What you need to do:
Rewrite each line of the data below as an item in a numbered list, skipping any blank lines.

Records for the task:
-- -- --
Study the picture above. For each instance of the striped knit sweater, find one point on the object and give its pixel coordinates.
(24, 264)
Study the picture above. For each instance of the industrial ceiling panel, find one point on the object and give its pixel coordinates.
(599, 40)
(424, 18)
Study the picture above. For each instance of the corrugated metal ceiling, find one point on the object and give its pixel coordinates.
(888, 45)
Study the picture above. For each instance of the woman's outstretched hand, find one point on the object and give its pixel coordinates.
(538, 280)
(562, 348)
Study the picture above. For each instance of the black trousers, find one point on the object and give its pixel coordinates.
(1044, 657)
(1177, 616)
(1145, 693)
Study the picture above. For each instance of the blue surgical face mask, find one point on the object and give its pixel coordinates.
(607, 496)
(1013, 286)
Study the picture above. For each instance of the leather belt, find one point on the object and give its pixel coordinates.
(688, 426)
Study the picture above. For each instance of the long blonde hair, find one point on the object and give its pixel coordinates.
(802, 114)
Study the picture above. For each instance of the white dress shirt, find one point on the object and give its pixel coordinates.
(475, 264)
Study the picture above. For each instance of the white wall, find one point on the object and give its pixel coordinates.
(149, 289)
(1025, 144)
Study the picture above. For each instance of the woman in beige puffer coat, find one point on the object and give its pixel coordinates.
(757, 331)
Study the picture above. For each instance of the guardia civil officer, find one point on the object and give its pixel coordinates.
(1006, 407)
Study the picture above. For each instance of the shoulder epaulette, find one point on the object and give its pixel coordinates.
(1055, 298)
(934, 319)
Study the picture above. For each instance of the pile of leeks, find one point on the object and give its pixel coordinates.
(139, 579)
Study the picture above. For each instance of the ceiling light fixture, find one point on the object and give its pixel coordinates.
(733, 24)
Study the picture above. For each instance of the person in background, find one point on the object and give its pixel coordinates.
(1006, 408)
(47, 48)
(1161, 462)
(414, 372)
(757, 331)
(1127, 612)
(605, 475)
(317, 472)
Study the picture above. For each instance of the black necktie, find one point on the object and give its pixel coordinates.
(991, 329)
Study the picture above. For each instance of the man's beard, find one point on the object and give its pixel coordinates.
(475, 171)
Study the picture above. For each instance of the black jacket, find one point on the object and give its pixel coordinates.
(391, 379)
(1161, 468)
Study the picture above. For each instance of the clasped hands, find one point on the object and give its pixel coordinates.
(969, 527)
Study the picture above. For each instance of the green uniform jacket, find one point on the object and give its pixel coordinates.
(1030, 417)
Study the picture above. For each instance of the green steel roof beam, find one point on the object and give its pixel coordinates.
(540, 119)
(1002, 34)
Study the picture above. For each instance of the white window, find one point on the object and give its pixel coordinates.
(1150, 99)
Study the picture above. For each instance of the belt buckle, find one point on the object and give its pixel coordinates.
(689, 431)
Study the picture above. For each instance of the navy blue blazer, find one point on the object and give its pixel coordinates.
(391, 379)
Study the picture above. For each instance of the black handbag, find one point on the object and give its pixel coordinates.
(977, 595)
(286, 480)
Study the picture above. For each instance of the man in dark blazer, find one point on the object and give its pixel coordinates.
-- -- --
Reply to the exercise:
1. Study the picture above. For each instance of the striped knit sweater, find one point on the object and give its pixel coordinates.
2. (24, 264)
3. Study the picture above. For each instance of the industrial ceiling panel, find one point on the object and give its pixel coordinates.
4. (599, 40)
5. (424, 18)
6. Study the picture above. For each instance of the corrugated metal ceiling, find one point on the object and give its pixel coordinates.
7. (888, 45)
8. Study the picture above. For each instance of the woman's outstretched hand, find one point on the object and give its pixel coordinates.
9. (538, 280)
10. (562, 348)
11. Study the picture above. For each instance of the black trousers, find one point on the object and give its pixel coordinates.
12. (1044, 657)
13. (1177, 616)
14. (1145, 693)
15. Study the picture above. For each instance of the blue surgical face mask, find one point on the object and give its pixel coordinates.
16. (607, 496)
17. (1013, 286)
18. Study the picture above. For each instance of the leather belt, find one point on the object and give its pixel coordinates.
19. (688, 426)
20. Study the picture above. For each instance of the long blonde hair, find one point on the object and give its pixel coordinates.
21. (802, 114)
22. Study the picture above. For each instance of the white dress shirt, find one point on the object and give its pixel coordinates.
23. (475, 264)
24. Study the picture above. For each instance of the white wall, find one point on the object and give its pixel coordinates.
25. (149, 289)
26. (1025, 144)
27. Study the picture above. For each instance of the woman in beige puffer coat, find one point on the object and give its pixel coordinates.
28. (757, 331)
29. Study the picture above. For each instance of the guardia civil officer, find one point on the object and give its pixel coordinates.
30. (1006, 407)
31. Study the picture above. For each instance of the shoulder epaulette, find one point on the object and give its pixel coordinates.
32. (1055, 298)
33. (934, 319)
34. Study the picture above. For each instance of the pile of leeks, find one point on the object and give its pixel coordinates.
35. (139, 579)
36. Study the picture above. For each instance of the ceiling light fixture, find one point on the object and give its pixel coordinates.
37. (733, 24)
38. Study the picture above. For each instance of the person in background, find one point on the object and give its pixel coordinates.
39. (1006, 408)
40. (47, 48)
41. (1161, 462)
42. (414, 372)
43. (757, 331)
44. (1127, 612)
45. (605, 475)
46. (317, 472)
47. Study the picture above. For each instance of the black necktie, find one point on the object and give its pixel coordinates.
48. (991, 329)
49. Study the picture above. For each instance of the man's beard, find one point on the object and give its pixel coordinates.
50. (475, 171)
51. Study the picture above. For each instance of the black jacket, find one point on the object and give its pixel coordinates.
52. (391, 379)
53. (1161, 468)
54. Study the picture above. For each instance of the clasped hands, find one point on the object and give its pixel coordinates.
55. (969, 527)
56. Study the picture above. For each instance of the green uniform jacket, find one point on the object and give its pixel coordinates.
57. (1030, 417)
58. Study the picture above. For each instance of the green steel roof beam, find one point on the object and give its pixel coordinates.
59. (540, 119)
60. (1002, 34)
61. Study the picture above. For each instance of the white window, find one point on the object and give its pixel coordinates.
62. (1150, 99)
63. Study the picture above. For each instance of the belt buckle, find one point on the object and give its pixel coordinates.
64. (689, 431)
65. Study the picture above. For each instance of the navy blue blazer, find one point on the object and give its pixel coordinates.
66. (391, 379)
67. Study the picture above. For each instance of the black handbag, find one point on the object and give its pixel coordinates.
68. (977, 595)
69. (286, 480)
70. Study the picture above. For each instance of the man in dark blazer, find one point on the object and give its pixel coordinates.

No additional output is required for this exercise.